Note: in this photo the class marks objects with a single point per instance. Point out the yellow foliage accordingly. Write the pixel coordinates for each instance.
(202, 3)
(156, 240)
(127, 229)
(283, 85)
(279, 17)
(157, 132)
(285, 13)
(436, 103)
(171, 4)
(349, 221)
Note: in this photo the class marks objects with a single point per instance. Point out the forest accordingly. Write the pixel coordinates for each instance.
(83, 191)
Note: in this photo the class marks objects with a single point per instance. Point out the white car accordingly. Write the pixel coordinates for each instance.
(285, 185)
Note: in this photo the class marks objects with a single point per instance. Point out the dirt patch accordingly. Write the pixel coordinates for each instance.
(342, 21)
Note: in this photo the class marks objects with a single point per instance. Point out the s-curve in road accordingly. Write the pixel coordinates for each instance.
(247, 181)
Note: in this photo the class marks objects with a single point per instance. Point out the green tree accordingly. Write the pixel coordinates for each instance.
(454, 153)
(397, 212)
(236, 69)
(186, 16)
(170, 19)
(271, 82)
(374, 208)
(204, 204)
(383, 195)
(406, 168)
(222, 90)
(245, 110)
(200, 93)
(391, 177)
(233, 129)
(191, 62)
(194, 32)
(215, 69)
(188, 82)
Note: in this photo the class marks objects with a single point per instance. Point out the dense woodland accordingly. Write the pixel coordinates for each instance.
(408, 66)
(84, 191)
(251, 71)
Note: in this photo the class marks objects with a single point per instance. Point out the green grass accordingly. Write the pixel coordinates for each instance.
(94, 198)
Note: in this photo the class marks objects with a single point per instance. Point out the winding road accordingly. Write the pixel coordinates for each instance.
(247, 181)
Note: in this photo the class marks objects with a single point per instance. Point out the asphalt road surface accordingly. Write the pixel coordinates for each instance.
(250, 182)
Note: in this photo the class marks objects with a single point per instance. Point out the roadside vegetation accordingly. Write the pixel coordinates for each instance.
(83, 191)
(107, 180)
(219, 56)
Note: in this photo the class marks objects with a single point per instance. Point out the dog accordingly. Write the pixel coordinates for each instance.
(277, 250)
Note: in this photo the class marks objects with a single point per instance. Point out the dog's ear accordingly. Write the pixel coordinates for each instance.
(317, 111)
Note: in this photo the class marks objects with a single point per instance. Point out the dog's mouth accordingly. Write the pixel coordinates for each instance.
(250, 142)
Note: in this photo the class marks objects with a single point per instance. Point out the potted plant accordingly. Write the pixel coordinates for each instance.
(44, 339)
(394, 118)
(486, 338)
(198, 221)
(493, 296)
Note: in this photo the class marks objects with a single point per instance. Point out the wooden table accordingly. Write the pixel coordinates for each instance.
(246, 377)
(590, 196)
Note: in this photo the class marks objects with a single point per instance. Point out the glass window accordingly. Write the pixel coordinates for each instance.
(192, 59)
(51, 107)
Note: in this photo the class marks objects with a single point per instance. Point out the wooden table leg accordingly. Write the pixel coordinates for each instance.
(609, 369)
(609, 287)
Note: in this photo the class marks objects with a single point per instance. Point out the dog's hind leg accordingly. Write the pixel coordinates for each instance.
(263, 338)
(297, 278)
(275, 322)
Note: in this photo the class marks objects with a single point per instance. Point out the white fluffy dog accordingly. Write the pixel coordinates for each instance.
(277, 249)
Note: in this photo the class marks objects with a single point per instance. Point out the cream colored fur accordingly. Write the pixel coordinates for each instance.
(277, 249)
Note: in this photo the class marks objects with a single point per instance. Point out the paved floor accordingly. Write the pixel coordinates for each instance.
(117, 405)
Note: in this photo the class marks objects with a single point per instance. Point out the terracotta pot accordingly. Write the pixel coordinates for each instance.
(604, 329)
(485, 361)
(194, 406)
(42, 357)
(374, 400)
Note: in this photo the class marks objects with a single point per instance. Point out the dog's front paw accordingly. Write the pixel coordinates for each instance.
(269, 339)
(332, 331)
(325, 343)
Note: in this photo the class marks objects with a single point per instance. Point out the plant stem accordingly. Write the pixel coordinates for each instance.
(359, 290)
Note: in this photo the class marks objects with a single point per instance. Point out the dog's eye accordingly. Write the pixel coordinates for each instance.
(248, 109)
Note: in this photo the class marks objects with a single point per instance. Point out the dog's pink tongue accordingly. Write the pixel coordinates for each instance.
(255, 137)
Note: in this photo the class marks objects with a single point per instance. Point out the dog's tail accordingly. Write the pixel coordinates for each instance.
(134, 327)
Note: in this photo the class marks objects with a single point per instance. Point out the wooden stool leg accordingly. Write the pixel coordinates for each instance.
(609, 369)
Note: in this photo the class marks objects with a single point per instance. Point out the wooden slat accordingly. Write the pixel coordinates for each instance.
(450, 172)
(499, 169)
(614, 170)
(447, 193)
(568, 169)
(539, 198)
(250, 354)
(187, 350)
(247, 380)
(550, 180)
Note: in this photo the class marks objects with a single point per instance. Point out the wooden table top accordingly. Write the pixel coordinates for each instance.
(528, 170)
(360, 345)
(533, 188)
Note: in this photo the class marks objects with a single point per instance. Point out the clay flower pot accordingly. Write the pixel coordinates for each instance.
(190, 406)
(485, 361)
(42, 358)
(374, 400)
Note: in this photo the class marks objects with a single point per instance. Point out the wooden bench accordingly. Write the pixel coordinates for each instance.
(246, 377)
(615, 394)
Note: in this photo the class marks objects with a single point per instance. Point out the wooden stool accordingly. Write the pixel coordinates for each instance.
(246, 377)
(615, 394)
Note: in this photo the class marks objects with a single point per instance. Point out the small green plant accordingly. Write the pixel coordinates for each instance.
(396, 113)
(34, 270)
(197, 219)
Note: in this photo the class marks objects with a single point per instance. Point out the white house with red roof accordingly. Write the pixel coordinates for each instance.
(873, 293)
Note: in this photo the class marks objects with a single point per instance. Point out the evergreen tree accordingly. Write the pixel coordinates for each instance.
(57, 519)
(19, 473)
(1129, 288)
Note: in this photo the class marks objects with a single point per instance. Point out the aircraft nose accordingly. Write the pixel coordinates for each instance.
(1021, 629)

○ ○ ○ ○ ○ ○ ○

*WHAT IS ASKED*.
The records above should be repeated in full, exactly as given.

*TASK ANSWER*.
Note: in this photo the class marks objects with a single point per instance. Point out the yellow foliage accordingly. Write the pixel coordinates for each instance.
(202, 3)
(156, 240)
(127, 229)
(283, 85)
(279, 17)
(157, 132)
(285, 13)
(436, 103)
(171, 4)
(349, 221)
Note: in this photo the class marks objects with a single point per instance. Point out the forest accordingly. Write the pixel coordinates for each instance.
(83, 191)
Note: in this photo the class marks objects with a single point per instance. Point out the white car accordingly. Write the pixel coordinates for each instance.
(285, 185)
Note: in this photo the class marks objects with a single point per instance. Point out the dirt patch accordingly. Write the pixel coordinates for each instance.
(342, 21)
Note: in this photo the class marks objects with a single point per instance. Point out the s-curve in road accordingly. Write the pixel coordinates for each instance.
(247, 181)
Note: in this photo the class marks objects with a single point per instance. Point out the green tree accordingly. Write the pixel coordinates for each instance.
(454, 153)
(397, 212)
(236, 69)
(186, 16)
(170, 19)
(271, 82)
(374, 208)
(204, 204)
(383, 195)
(406, 168)
(222, 90)
(245, 110)
(200, 93)
(391, 177)
(233, 129)
(191, 62)
(194, 32)
(215, 69)
(188, 82)
Note: in this photo the class marks objects with a single point per instance. Point out the dense woodland accordingly. Write the pixel coordinates for each instance.
(408, 66)
(84, 191)
(251, 71)
Note: in this photo the class marks objects with a single point per instance. Point out the green grass accordingly. Write the pixel coordinates for each instance.
(94, 198)
Note: in this photo the class marks objects with a single point per instance. Point out the winding road accordingly. Write the pixel coordinates for each instance.
(247, 181)
Note: in this photo the class marks objects with a single point per instance. Point out the asphalt road surface accordingly. Write the pixel coordinates for each instance.
(250, 182)
Note: in this photo the class marks objects with a single point per instance. Point out the roadside vegetation accordingly. Write the pixel coordinates for each instance.
(83, 191)
(107, 180)
(219, 56)
Note: in this photo the class marks objects with a single point per instance. Point out the dog accordingly. Write the pixel coordinates for each instance.
(277, 250)
Note: in this photo the class marks objects with a single point per instance. Point out the dog's ear accordingly. Write the pixel coordinates for each instance.
(317, 111)
Note: in this photo the class marks objects with a single point per instance. Point out the dog's mouth accordingly. Write the pixel coordinates for each instance.
(250, 142)
Note: in this photo the class marks objects with a single point per instance. Point out the potted plant accordingly. Write the pixel coordinates for each instance.
(44, 339)
(394, 118)
(486, 338)
(198, 221)
(493, 296)
Note: in this photo the class marks objects with a single point per instance. Point out the wooden table accordingly. Write the pixel coordinates for each instance.
(246, 377)
(590, 196)
Note: in this photo the class marks objects with a single point per instance. Point out the glass window accordingly. Write the pixel coordinates for each instance.
(192, 59)
(51, 107)
Note: in this photo the class marks objects with a single point per instance. Point out the wooden table leg accordingly. Write the pixel coordinates for each instance.
(609, 369)
(609, 287)
Note: in this photo the class marks objects with a single point per instance. Point out the dog's hind leg accordingly. Write the pixel coordinates for each instance.
(263, 338)
(297, 278)
(275, 322)
Note: in this photo the class marks objects with a single point per instance. Point out the white fluffy dog accordingly. Write the pixel coordinates for each instance.
(277, 249)
Note: in this photo the class marks objects with a single point per instance. Point out the cream colored fur accordingly. Write the pixel coordinates for each instance.
(277, 249)
Note: in this photo the class marks objects with a single point per instance. Point out the paved floor accordingly. Write the pixel coordinates for each instance.
(117, 405)
Note: in this photo the class marks objects with a single point per instance. Point out the terracotta pot accordingly. Write the pixel coordinates for each instance.
(604, 329)
(485, 361)
(194, 406)
(42, 357)
(374, 400)
Note: in this photo the class marks objects with a single point per instance. Point out the dog's front paw accordingly. Write the pixel coordinates for each instance.
(269, 339)
(332, 331)
(325, 343)
Note: in this photo the class marks objects with a single point per instance. Point out the plant stem accordingly. Write the pixel coordinates for each instance.
(359, 290)
Note: in this photo the class marks objects with a single point per instance. Point out the dog's eye accordingly. Write the pixel coordinates for each instance.
(248, 109)
Note: in this photo the class marks objects with a single point per instance. Point out the dog's pink tongue accordingly. Write the pixel coordinates for each instance.
(255, 137)
Note: in this photo the class marks objects with a single point per instance. Point out the dog's tail accordingly. Write the pixel coordinates for each instance.
(134, 327)
Note: in this photo the class marks objects with a single point per instance. Point out the wooden stool leg accordingly. Write the pixel coordinates for each instance.
(609, 369)
Note: in this photo the class marks objects with a single point per instance. Point out the wooden slat accordingly. Write the pixel coordinates for each instance.
(450, 172)
(499, 169)
(614, 170)
(447, 193)
(568, 169)
(539, 198)
(250, 354)
(187, 350)
(247, 380)
(550, 180)
Note: in this photo the class marks objects with a single point per instance. Point out the wooden table top accordingly. Write the pixel coordinates for each instance.
(528, 170)
(360, 345)
(533, 188)
Note: in this photo the class marks objects with a single point per instance. Point out the clay flower pot accordingly. Write the pixel coordinates for each instance.
(190, 406)
(485, 361)
(42, 358)
(374, 400)
Note: in this photo the class marks objects with a single point per instance. Point out the wooden bench accordingly. Write the pixel coordinates for each instance.
(246, 377)
(615, 394)
Note: in this photo the class marks objects with a single point per instance. Point out the wooden stool accordingly. Write the pixel coordinates for each instance.
(246, 377)
(615, 394)
Note: in this photo the class marks objects with a single point per instance. Point out the small green plant accordingly. Write the pixel coordinates for each instance.
(396, 113)
(34, 270)
(197, 219)
Note: in this photo the class marks objects with a single point per instance. Point out the white house with red roof accordingly. Write the pixel coordinates for each instance.
(873, 293)
Note: in this photo the class marks objects with a single point per instance. Point out the evergreen tree accordingly. Write the pixel coordinates for each instance.
(57, 519)
(19, 473)
(1129, 288)
Note: in this photo the class marks objects with a single point per instance. Point out the aircraft nose accordingly. Write the pixel coordinates for each instance.
(1021, 629)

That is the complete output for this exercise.